* Aufgabe
Bearbeite die folgenden Einträge, indem du überall „one dot“ durch „a single marker“ ersetzt. Alles andere bleibt unverändert.

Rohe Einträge
────────────────

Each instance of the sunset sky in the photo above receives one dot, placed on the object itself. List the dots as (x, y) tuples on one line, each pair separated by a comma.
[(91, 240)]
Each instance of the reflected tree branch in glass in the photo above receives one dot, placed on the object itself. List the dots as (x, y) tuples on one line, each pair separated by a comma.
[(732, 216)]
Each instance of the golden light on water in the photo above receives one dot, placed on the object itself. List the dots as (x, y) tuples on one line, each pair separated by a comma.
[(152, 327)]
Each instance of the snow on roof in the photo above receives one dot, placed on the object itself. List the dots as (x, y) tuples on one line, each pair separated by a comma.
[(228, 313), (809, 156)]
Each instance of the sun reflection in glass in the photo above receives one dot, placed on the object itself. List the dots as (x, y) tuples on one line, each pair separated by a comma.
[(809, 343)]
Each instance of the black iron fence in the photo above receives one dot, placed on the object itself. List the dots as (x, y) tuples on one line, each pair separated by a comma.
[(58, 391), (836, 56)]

────────────────

* Ergebnis
Each instance of the sunset sky in the photo above receives a single marker, placed on the object itself. List the dots as (x, y) tuples on one line, each pair separated by a comma.
[(91, 240)]
Each instance of the reflected tree branch in glass in the photo above receives a single marker, placed on the object itself. List the dots as (x, y) tuples on one line, each pair separated by a comma.
[(732, 216)]
Each instance of the golden light on water in the photo above receives a single marker, placed on the object itself. List the dots as (x, y) tuples on one line, each pair separated by a comma.
[(152, 327)]
Each instance of the snow on roof in the photo above receives a single marker, placed on the object itself. List the dots as (x, y) tuples on one line, each pair separated by a comma.
[(228, 313), (809, 156)]
Each instance of the sun reflection in glass in the photo above receives a single marker, placed on the object itself. List the dots as (x, y) tuples on one line, each pair separated by a comma.
[(809, 343)]
Each instance of the black iron fence in the photo above receives a single marker, placed on the object itself. List the dots as (x, y) tuples on one line, each pair separated by a comma.
[(58, 391), (836, 56)]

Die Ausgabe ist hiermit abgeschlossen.